IL TUO OBIETTIVO — Riscrivi le voci dalla riga che contiene "Tag one point on every instance of the seated" fino alla fine, entrambe le estremità comprese e con le richieste incluse. Aggiungi 25 a ogni coordinata delle risposte.

···

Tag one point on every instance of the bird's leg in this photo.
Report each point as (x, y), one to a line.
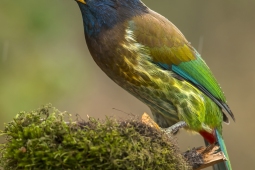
(174, 128)
(209, 147)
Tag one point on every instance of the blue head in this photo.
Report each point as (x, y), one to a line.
(104, 14)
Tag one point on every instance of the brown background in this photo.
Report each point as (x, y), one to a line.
(44, 58)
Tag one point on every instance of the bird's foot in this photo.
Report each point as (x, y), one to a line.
(209, 148)
(174, 128)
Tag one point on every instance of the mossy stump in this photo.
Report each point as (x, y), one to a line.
(49, 139)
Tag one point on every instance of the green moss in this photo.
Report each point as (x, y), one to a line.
(48, 139)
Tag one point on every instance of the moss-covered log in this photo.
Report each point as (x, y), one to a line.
(49, 139)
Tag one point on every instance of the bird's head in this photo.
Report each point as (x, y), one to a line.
(104, 14)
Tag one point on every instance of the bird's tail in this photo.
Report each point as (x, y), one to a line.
(222, 165)
(226, 164)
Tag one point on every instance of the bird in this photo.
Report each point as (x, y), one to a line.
(148, 56)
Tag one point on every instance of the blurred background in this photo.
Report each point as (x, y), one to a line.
(44, 59)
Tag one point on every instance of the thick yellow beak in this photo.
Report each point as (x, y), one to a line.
(81, 1)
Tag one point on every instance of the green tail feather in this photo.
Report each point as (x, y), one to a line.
(226, 164)
(222, 165)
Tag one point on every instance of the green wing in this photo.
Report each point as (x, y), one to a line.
(170, 50)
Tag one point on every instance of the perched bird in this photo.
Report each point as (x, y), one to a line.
(144, 53)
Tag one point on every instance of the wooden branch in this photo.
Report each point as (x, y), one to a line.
(199, 158)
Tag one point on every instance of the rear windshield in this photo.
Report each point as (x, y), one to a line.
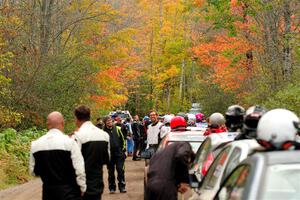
(282, 182)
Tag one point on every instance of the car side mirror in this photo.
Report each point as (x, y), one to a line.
(147, 153)
(194, 183)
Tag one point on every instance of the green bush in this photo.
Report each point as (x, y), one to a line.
(14, 155)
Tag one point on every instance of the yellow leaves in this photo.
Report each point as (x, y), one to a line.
(9, 118)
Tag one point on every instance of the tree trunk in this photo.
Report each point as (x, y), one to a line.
(287, 60)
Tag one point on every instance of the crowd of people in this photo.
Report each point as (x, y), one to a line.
(71, 167)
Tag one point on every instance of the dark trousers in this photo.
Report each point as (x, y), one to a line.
(116, 162)
(91, 197)
(61, 192)
(137, 147)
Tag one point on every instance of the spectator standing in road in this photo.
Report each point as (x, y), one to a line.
(129, 139)
(153, 132)
(117, 151)
(137, 136)
(119, 123)
(58, 161)
(94, 144)
(144, 128)
(168, 172)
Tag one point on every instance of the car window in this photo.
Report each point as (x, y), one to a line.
(215, 169)
(233, 161)
(202, 154)
(235, 185)
(282, 182)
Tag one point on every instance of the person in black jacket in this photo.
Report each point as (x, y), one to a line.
(94, 145)
(168, 172)
(57, 159)
(117, 150)
(137, 136)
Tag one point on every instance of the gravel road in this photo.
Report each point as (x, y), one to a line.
(134, 172)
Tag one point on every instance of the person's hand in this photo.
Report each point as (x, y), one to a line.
(183, 187)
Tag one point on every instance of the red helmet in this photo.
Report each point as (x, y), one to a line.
(177, 122)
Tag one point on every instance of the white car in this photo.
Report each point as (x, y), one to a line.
(273, 175)
(208, 150)
(228, 158)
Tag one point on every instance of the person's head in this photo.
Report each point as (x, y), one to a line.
(108, 122)
(178, 123)
(136, 118)
(234, 117)
(199, 117)
(118, 119)
(167, 120)
(277, 127)
(184, 115)
(216, 120)
(251, 119)
(146, 120)
(82, 114)
(55, 120)
(153, 116)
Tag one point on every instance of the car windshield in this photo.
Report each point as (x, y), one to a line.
(202, 154)
(282, 182)
(195, 145)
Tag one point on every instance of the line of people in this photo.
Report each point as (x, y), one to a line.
(71, 167)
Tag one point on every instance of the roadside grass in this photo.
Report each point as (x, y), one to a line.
(14, 155)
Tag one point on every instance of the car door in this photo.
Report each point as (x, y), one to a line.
(201, 157)
(215, 170)
(234, 186)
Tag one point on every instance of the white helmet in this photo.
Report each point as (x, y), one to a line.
(167, 119)
(217, 119)
(278, 126)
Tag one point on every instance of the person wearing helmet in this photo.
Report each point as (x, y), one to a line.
(216, 124)
(153, 132)
(200, 120)
(191, 119)
(184, 115)
(178, 123)
(251, 118)
(145, 123)
(234, 118)
(169, 172)
(165, 129)
(277, 130)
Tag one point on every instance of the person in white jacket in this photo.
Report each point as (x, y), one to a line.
(57, 159)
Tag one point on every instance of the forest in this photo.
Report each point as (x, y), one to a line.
(146, 54)
(139, 55)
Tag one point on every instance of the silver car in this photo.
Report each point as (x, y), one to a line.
(207, 152)
(230, 156)
(264, 176)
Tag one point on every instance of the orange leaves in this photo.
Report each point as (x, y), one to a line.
(226, 56)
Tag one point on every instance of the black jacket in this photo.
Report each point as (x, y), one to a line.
(58, 161)
(167, 169)
(94, 144)
(117, 141)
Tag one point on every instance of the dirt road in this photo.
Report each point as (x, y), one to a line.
(134, 180)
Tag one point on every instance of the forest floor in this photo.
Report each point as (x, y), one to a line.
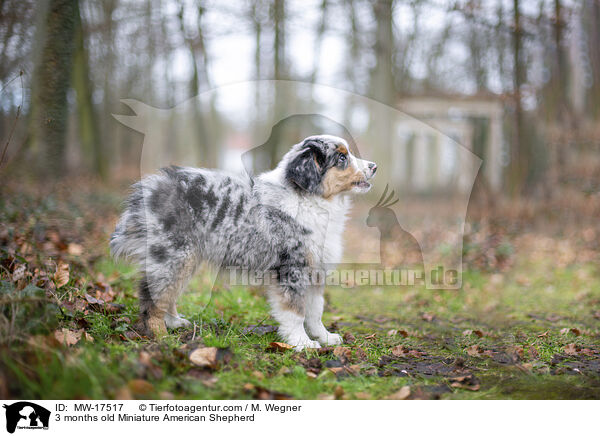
(525, 325)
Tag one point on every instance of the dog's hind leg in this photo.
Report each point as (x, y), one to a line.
(287, 307)
(314, 302)
(159, 292)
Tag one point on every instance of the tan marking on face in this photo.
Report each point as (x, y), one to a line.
(336, 180)
(342, 149)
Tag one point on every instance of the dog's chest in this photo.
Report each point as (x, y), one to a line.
(326, 221)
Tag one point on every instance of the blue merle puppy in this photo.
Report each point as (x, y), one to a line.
(284, 221)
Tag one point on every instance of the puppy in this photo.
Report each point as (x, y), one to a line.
(285, 221)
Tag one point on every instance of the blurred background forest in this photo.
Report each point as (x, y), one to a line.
(428, 89)
(520, 77)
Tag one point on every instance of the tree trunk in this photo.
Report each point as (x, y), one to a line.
(52, 80)
(518, 157)
(279, 69)
(89, 133)
(383, 87)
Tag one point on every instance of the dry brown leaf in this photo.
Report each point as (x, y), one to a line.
(402, 394)
(75, 249)
(468, 382)
(394, 332)
(360, 354)
(123, 393)
(349, 338)
(206, 357)
(18, 273)
(342, 353)
(570, 349)
(477, 333)
(68, 337)
(533, 352)
(473, 350)
(61, 276)
(140, 387)
(279, 346)
(427, 317)
(400, 350)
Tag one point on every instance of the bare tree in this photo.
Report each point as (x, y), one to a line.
(51, 83)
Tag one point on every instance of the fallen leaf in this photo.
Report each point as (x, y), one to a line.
(67, 337)
(469, 382)
(473, 350)
(18, 273)
(399, 350)
(402, 394)
(210, 357)
(360, 354)
(140, 387)
(123, 393)
(349, 338)
(342, 353)
(427, 317)
(261, 393)
(75, 249)
(279, 346)
(61, 276)
(259, 330)
(394, 332)
(570, 349)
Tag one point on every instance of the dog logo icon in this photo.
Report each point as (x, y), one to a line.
(26, 415)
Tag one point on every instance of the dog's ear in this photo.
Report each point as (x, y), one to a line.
(304, 170)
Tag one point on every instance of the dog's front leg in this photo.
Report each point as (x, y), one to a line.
(288, 310)
(314, 303)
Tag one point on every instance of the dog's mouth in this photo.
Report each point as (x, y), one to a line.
(363, 185)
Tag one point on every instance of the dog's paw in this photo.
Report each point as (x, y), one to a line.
(175, 322)
(305, 343)
(332, 339)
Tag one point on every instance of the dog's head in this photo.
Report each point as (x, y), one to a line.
(323, 165)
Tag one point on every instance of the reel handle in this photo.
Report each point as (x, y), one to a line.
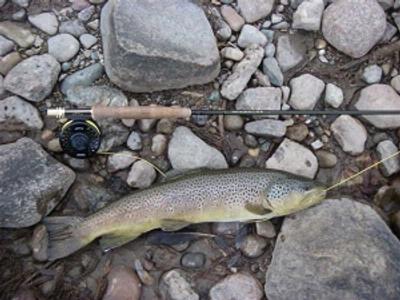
(140, 112)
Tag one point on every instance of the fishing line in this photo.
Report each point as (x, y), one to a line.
(361, 172)
(136, 157)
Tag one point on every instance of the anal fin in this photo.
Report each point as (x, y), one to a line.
(173, 225)
(257, 209)
(116, 239)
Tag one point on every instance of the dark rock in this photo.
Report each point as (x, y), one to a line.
(344, 246)
(32, 183)
(171, 52)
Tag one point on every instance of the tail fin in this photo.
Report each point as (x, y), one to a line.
(64, 237)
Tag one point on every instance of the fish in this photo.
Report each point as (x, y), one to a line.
(230, 195)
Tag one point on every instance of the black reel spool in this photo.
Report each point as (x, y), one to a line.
(80, 137)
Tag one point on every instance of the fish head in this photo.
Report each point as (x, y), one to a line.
(291, 195)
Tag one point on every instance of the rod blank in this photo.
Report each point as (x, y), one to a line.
(159, 112)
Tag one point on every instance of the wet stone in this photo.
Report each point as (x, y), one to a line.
(297, 132)
(8, 62)
(134, 141)
(237, 286)
(6, 46)
(350, 134)
(34, 77)
(230, 15)
(14, 109)
(385, 149)
(187, 151)
(176, 287)
(352, 239)
(39, 243)
(253, 246)
(266, 229)
(233, 122)
(326, 159)
(237, 81)
(293, 158)
(15, 32)
(255, 10)
(122, 284)
(372, 74)
(250, 35)
(142, 175)
(20, 162)
(83, 77)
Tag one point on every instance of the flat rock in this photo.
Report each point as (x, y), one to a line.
(289, 52)
(308, 15)
(306, 91)
(350, 134)
(9, 61)
(63, 46)
(123, 284)
(120, 160)
(31, 183)
(86, 96)
(142, 175)
(84, 77)
(46, 22)
(14, 31)
(15, 110)
(344, 246)
(6, 46)
(260, 98)
(232, 53)
(88, 40)
(293, 158)
(273, 71)
(354, 26)
(73, 27)
(372, 74)
(230, 15)
(237, 286)
(380, 97)
(333, 95)
(171, 52)
(251, 35)
(254, 10)
(237, 81)
(34, 77)
(266, 128)
(187, 151)
(385, 149)
(176, 287)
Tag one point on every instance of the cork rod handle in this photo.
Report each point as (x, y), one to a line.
(140, 112)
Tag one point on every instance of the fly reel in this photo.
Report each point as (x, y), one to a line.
(80, 137)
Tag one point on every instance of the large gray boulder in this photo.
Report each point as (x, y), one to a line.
(340, 249)
(158, 45)
(380, 97)
(354, 26)
(34, 78)
(187, 151)
(32, 183)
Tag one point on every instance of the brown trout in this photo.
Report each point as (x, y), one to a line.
(208, 196)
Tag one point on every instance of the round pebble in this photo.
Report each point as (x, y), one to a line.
(193, 260)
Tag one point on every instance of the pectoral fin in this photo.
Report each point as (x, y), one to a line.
(114, 240)
(257, 209)
(173, 225)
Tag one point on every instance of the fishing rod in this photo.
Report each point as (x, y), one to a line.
(80, 136)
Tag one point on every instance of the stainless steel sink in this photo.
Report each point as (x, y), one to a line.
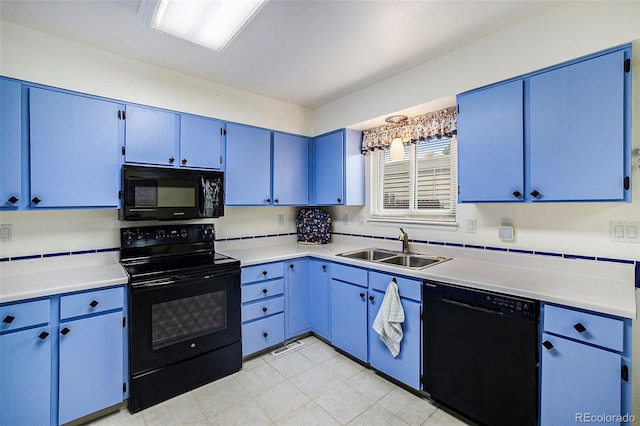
(415, 261)
(405, 260)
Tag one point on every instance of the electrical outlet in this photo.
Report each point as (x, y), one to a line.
(5, 233)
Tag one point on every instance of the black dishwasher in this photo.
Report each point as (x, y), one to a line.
(480, 354)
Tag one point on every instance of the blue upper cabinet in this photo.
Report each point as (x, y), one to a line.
(201, 142)
(338, 169)
(151, 136)
(577, 126)
(491, 144)
(290, 169)
(561, 134)
(74, 150)
(248, 165)
(10, 146)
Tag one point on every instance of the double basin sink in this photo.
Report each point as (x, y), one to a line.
(390, 257)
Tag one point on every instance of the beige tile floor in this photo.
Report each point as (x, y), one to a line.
(311, 385)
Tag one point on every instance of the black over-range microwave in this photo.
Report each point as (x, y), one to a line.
(156, 193)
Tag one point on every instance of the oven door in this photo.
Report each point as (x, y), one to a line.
(186, 316)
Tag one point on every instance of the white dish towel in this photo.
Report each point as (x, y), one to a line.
(388, 322)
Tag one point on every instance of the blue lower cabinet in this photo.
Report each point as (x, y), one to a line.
(320, 298)
(25, 377)
(262, 334)
(297, 298)
(349, 318)
(91, 365)
(405, 367)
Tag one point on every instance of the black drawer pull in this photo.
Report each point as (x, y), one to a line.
(579, 327)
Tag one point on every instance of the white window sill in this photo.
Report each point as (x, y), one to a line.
(415, 223)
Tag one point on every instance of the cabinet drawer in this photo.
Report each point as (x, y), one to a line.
(349, 274)
(92, 302)
(19, 315)
(262, 272)
(262, 308)
(598, 330)
(407, 287)
(262, 334)
(262, 290)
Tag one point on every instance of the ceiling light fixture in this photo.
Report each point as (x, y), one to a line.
(396, 150)
(212, 23)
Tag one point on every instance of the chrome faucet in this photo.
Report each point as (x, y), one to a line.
(404, 237)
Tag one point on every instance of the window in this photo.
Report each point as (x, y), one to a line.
(422, 186)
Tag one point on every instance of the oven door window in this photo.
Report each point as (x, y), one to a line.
(185, 319)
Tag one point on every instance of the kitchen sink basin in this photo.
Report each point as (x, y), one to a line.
(405, 260)
(415, 261)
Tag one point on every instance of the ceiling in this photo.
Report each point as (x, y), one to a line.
(306, 52)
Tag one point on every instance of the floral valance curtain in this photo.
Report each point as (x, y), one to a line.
(420, 128)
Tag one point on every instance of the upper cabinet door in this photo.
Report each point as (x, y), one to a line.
(248, 166)
(328, 170)
(490, 144)
(200, 142)
(151, 136)
(11, 143)
(75, 150)
(290, 169)
(577, 144)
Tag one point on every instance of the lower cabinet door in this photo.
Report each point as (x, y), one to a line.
(406, 366)
(91, 365)
(261, 334)
(25, 377)
(578, 380)
(349, 318)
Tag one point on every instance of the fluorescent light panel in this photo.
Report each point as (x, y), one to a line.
(209, 23)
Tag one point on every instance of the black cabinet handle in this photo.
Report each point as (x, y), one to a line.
(579, 327)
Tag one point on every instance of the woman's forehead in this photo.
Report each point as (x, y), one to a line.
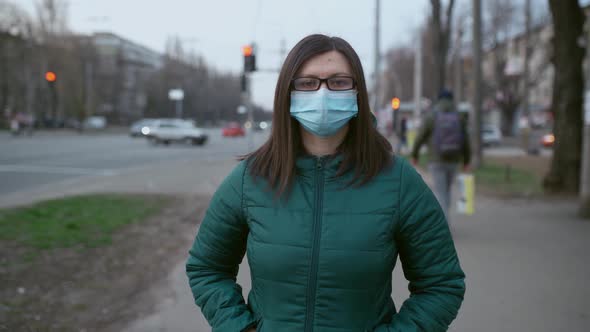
(325, 65)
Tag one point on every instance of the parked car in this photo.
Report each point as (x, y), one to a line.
(166, 131)
(548, 140)
(233, 129)
(491, 135)
(141, 128)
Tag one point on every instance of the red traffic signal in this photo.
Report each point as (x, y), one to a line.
(249, 58)
(50, 77)
(395, 103)
(247, 50)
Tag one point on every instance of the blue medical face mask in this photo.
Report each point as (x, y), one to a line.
(323, 112)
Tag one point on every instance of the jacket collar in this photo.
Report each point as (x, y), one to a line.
(309, 163)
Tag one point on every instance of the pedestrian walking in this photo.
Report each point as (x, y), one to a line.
(446, 131)
(323, 210)
(403, 135)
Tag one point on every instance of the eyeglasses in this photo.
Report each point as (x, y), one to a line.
(335, 83)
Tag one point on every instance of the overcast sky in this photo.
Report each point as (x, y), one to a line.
(217, 29)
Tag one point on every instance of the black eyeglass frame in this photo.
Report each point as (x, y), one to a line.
(322, 80)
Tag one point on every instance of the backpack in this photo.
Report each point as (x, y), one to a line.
(447, 137)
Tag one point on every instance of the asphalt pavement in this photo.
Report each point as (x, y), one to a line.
(526, 260)
(53, 164)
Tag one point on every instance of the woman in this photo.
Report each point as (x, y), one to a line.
(323, 210)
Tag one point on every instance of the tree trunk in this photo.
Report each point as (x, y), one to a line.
(441, 41)
(568, 22)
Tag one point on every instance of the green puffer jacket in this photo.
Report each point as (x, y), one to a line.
(323, 259)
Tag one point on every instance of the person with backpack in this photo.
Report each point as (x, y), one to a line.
(446, 131)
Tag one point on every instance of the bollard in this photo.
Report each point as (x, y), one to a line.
(507, 172)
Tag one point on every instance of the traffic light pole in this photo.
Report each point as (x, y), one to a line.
(584, 210)
(477, 58)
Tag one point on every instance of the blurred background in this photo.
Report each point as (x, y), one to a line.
(119, 119)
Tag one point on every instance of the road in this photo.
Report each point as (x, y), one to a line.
(49, 162)
(526, 261)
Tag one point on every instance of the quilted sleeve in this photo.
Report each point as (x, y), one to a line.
(429, 261)
(214, 258)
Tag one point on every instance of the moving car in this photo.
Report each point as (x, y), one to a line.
(491, 135)
(95, 122)
(140, 128)
(233, 129)
(166, 131)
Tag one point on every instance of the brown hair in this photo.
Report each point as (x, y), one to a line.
(364, 149)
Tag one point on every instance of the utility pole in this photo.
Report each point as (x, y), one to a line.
(418, 78)
(459, 64)
(377, 70)
(584, 211)
(477, 57)
(527, 55)
(526, 132)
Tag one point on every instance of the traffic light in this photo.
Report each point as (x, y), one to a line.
(50, 77)
(249, 58)
(244, 83)
(395, 103)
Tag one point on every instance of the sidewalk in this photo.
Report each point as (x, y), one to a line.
(526, 263)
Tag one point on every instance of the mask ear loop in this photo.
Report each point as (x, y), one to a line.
(324, 109)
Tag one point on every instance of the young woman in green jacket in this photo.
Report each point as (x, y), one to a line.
(323, 210)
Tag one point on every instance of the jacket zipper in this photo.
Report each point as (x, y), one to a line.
(317, 230)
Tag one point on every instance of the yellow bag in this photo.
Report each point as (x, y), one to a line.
(466, 202)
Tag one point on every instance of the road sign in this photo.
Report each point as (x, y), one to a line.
(176, 94)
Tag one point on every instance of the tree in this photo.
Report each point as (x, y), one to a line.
(568, 56)
(441, 28)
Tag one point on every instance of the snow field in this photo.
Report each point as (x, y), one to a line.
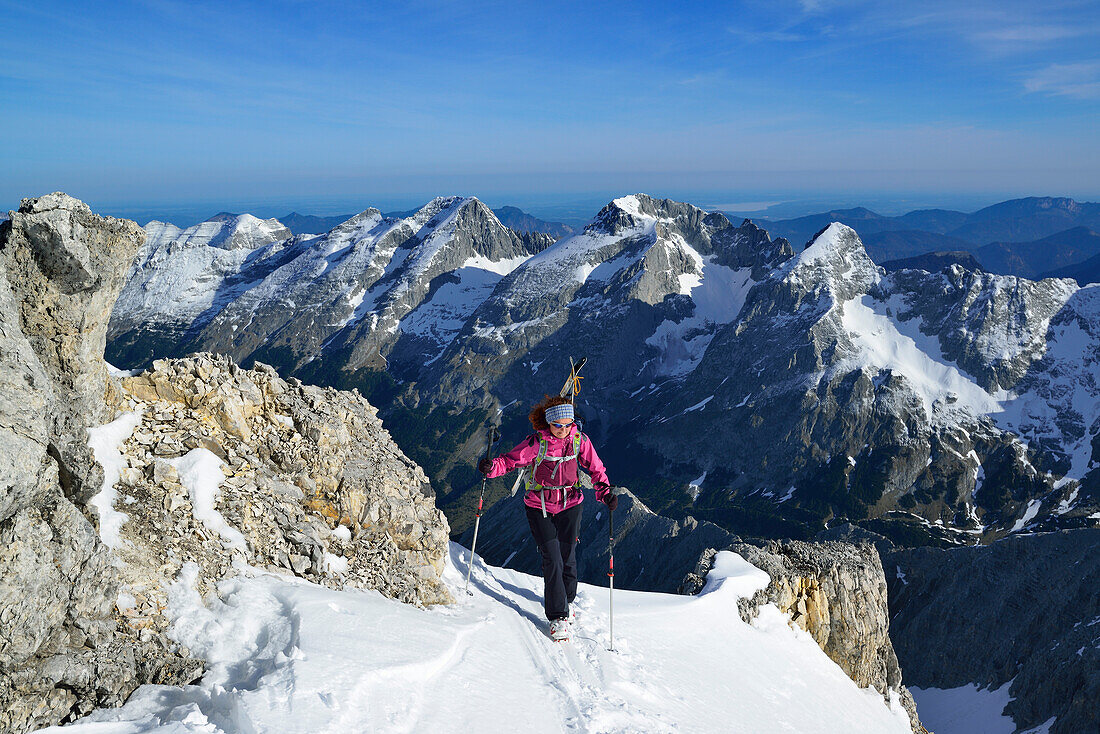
(288, 656)
(105, 442)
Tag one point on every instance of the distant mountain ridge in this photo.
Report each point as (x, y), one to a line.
(932, 407)
(1016, 220)
(510, 217)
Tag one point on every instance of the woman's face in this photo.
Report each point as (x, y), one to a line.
(560, 428)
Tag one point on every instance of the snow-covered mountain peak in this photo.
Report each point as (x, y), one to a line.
(240, 231)
(834, 260)
(222, 231)
(359, 225)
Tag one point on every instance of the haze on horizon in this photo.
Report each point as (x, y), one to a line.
(146, 105)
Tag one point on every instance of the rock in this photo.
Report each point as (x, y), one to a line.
(836, 592)
(63, 649)
(1024, 610)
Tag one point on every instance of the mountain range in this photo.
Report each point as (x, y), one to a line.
(732, 378)
(510, 217)
(1029, 238)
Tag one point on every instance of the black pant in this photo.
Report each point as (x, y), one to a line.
(556, 536)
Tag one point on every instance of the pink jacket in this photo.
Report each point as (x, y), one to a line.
(557, 500)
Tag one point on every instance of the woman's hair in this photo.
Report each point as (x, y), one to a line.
(537, 417)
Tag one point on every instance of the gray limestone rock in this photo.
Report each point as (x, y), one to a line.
(62, 648)
(1024, 610)
(836, 592)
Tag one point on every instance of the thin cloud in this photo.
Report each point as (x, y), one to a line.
(1032, 33)
(1079, 80)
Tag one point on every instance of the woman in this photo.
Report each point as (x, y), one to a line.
(553, 499)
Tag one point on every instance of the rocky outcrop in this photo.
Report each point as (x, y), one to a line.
(836, 592)
(112, 483)
(299, 479)
(62, 650)
(1024, 610)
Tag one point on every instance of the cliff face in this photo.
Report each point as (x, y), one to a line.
(205, 463)
(1024, 610)
(231, 466)
(836, 592)
(62, 650)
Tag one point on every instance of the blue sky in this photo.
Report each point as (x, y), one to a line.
(326, 103)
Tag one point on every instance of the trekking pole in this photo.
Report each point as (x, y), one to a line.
(611, 579)
(493, 435)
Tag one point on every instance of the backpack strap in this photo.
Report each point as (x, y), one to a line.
(543, 447)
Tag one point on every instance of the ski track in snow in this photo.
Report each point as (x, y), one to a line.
(290, 657)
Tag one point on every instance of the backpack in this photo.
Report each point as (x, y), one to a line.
(543, 447)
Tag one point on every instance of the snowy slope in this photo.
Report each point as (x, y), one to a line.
(288, 656)
(178, 274)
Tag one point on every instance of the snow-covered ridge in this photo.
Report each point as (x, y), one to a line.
(288, 656)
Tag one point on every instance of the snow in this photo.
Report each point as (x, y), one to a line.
(498, 266)
(116, 372)
(882, 347)
(1057, 405)
(105, 442)
(718, 293)
(700, 405)
(288, 656)
(1027, 516)
(200, 473)
(964, 710)
(696, 485)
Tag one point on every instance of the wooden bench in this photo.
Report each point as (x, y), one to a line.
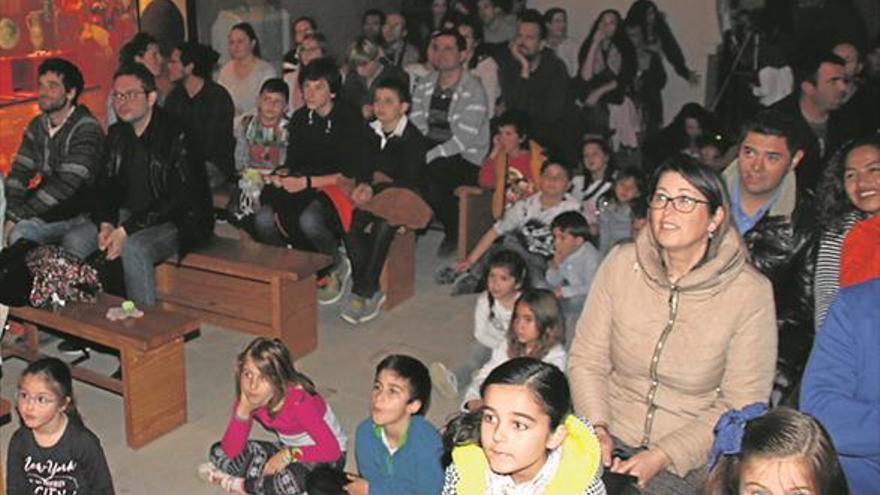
(256, 288)
(398, 279)
(153, 383)
(474, 216)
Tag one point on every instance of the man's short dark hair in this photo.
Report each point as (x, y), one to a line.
(70, 75)
(532, 16)
(807, 68)
(322, 68)
(148, 82)
(203, 57)
(373, 13)
(413, 371)
(310, 20)
(572, 222)
(276, 85)
(459, 39)
(394, 83)
(776, 123)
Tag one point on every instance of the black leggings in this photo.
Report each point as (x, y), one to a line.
(368, 242)
(249, 465)
(310, 221)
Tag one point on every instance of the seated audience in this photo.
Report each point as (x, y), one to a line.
(204, 108)
(50, 187)
(286, 402)
(261, 139)
(781, 451)
(556, 21)
(245, 72)
(313, 47)
(524, 228)
(325, 145)
(614, 208)
(505, 280)
(153, 200)
(513, 167)
(397, 449)
(684, 285)
(596, 179)
(394, 164)
(849, 193)
(537, 331)
(777, 222)
(572, 268)
(841, 384)
(366, 67)
(523, 396)
(449, 108)
(398, 51)
(534, 81)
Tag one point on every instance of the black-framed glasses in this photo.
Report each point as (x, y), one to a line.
(682, 204)
(40, 400)
(128, 95)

···

RISULTATO QUI SOTTO —
Tag one point on every instance of the seated audience in this photo.
Report each point as (x, y), one to a line.
(229, 133)
(75, 212)
(311, 427)
(286, 164)
(806, 476)
(581, 46)
(270, 97)
(338, 72)
(549, 253)
(350, 170)
(639, 233)
(530, 305)
(178, 225)
(538, 192)
(422, 474)
(709, 310)
(621, 204)
(419, 189)
(874, 218)
(562, 356)
(802, 247)
(597, 293)
(866, 409)
(391, 92)
(548, 421)
(474, 133)
(423, 76)
(559, 106)
Tag one point on every instance of the black-framed glasses in this photo.
Report each point as (x, y), one to a line.
(707, 229)
(65, 425)
(153, 120)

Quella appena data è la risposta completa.